__Testo proposto__.
◆ ◆ ◆ ◆ ◆

Come l’urlo di Tardelli

Se dovessi usare un’immagine per descrivere cosa significhi essere italiani sceglierei l’urlo di Marco Tardelli dopo il gol nella finale dei mondiali del 1982: dolore, frustrazione, riscatto e (a volte) liberazione.
Perché dolore e frustrazione? E riscatto da cosa?

Mi è capitato di leggere un’intervista in cui l’ex-giocatore della Juventus e della Nazionale racontava cosa gli passò per la testa durante quell’esultanza. Disse che fu un urlo liberatorio, in particolare nei confronti dei suoi genitori che non volevano che facesse il calciatore. Eppure ci è riuscito. E decisamente bene, considerando che è stato più volte campione d’Italia, d’Europa e del mondo per ben due volte. Ma prima di quella sera gli passavano sempre davanti agli occhi le immagini di suo padre che gettava la sua prima maglietta da calciatore liquidando la passione del giovane Marco come qualcosa di inutile e le parole di sua madre che pretendeva diventasse uno studente modello, ricco di conoscenza.

Tardelli ha dipinto una situazione che pochi possono dire di non aver mai vissuto. Un quadro tipico della nostra Italia. Un luogo dove il familismo e il senso di colpa, i più grandi tappi alla libera espressione e alla realizzazione dei nostri desideri come esseri umani, limitano la crescita individuale e di riflesso quella di tutta la comunità. È un fatto di giochi di specchi, di frequenze che vibrano tutte insieme in uno spazio ristretto e che necessariamente si incrociano e interferiscono. Un insulto, un alterco o in generale un comportamento negativo non rimane mai privo di conseguenze, ma crea inevitabilmente un meccanismo di causa-effetto. Queste azioni restano nell’aria. E ce le trasmettiamo.

◆ ◆ ◆ ◆ ◆

__Contenuto dei dati__.
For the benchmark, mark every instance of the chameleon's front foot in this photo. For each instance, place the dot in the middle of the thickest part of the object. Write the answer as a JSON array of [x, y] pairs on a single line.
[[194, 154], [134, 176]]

◆ ◆ ◆ ◆ ◆

__Compiti da svolgere__.
A – Stabilisca se ciascuna delle seguenti affermazioni concorda con il testo sull'urlo di Tardelli, rispondendo sì o no e citando le parole del testo che lo dimostrano: (i) i genitori di Tardelli volevano che diventasse calciatore; (ii) il padre di Tardelli gettò la sua prima maglietta da calciatore; (iii) la madre di Tardelli pretendeva che diventasse uno studente modello.
B – Secondo il testo sull'urlo di Tardelli, dopo il gol in quale partita Marco Tardelli lanciò il suo urlo?
C – Elenchi tutte le parole con cui il testo sull'urlo di Tardelli descrive che cosa significhi essere italiani.

__Risposte__.
A –
(i) No: "suoi genitori che non volevano che facesse il calciatore".
(ii) Sì: "suo padre che gettava la sua prima maglietta da calciatore".
(iii) Sì: "sua madre che pretendeva diventasse uno studente modello".

B – Nella finale dei mondiali del 1982.

C – Dolore, frustrazione, riscatto, liberazione.